* start ENTRIES PROVIDED *
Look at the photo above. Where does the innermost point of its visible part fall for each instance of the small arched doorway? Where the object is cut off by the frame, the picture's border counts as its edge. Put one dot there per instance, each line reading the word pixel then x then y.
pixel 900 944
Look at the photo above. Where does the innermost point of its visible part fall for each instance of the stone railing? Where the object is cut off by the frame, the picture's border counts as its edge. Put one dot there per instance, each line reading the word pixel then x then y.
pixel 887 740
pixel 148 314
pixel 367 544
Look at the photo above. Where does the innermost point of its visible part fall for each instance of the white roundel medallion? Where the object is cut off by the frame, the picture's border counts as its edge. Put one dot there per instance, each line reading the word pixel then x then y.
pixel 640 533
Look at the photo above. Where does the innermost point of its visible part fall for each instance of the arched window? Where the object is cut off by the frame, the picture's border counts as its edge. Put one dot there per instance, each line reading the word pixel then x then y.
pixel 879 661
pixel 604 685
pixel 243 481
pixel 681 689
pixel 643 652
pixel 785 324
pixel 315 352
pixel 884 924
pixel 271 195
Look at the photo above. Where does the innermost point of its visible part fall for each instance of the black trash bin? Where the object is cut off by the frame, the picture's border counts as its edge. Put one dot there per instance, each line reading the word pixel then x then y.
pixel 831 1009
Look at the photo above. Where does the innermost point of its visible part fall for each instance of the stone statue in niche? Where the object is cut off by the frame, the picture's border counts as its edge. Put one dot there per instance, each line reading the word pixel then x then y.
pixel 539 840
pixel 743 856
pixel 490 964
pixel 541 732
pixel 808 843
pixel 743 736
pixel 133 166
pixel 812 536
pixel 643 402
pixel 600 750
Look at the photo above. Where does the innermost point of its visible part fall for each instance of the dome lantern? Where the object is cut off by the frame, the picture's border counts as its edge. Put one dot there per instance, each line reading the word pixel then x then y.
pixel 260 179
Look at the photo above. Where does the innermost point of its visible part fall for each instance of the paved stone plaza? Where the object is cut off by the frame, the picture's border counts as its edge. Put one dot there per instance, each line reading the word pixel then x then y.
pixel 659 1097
* end ENTRIES PROVIDED *
§ WORK INSTRUCTIONS:
Could you recast all of the material above as a two-column CSV with the headers label_request and points, one row for each request holding its text and its answer? Put each field in double quotes and replace any line breaks with spaces.

§ ANSWER TO THE EXERCISE:
label_request,points
"Look at the photo above. Where does the innermost point of its visible part fall for each instance of the small arched doorway? Where the object is cut off by the frame, the picture's border counts as its edge. Put one dot there per instance, each line reading the word pixel then x then y.","pixel 900 944"
"Look at the photo above. Where does the innermost point of its visible part fall for each instance of the stone railing? Where the object is cut off by the frame, the picture's border counts as its edge. Put one dot there per instance, each line reading the word pixel then x then y.","pixel 887 740 pixel 148 314 pixel 367 544"
"Look at the photo above. Where does the innermost point of its visible part fall for each instance of the white roundel medallion? Where the object is cut off by the frame, the picture's border counts as its edge. Put one dot there per instance, each line reading the word pixel then x then y.","pixel 640 533"
"Look at the photo above. Where does the innermost point of its visible part fall for each instance of the arched window? Where the object is cut off by the frame, the picture's border counts as its edge. Put one dot there per instance, each line reading the word pixel then x then y.","pixel 879 661 pixel 604 685 pixel 243 481 pixel 681 689 pixel 643 652 pixel 785 324 pixel 315 352 pixel 884 924 pixel 271 195"
"Look at the photo above. Where does the innermost point of its visible part fall for each instance of the black trash bin? Where the object is cut off by the frame, the picture's border counts as its edge. Put one dot there per instance, each line reading the word pixel then x then y.","pixel 831 1009"
"Look at the photo above. Where does the innermost point of its visible part fall for each instance of the stone statue in niche? Where the object is cut off by the frame, the picture's border counts as its edge. Put one dot there per instance, each line reading the word pixel then x then y.","pixel 539 840 pixel 743 856 pixel 490 964 pixel 541 732 pixel 808 843 pixel 743 736 pixel 133 166 pixel 812 536 pixel 643 402 pixel 600 750"
"Look at the photo above. Where does the innermost point of its visible part fall for each instance of the dome lantern? Where the object is cut off by the frame, the picture's border counts as its edge. Put one dot there per instance, each line reading the word pixel then x then y.","pixel 260 179"
"Look at the photo above. Where does the innermost point of its visible part fall for each instance of the paved stone plaza? Where the object is cut off by the frame, the picture's border counts as its edge. Put one dot there per instance, each line reading the word pixel then x then y.","pixel 659 1097"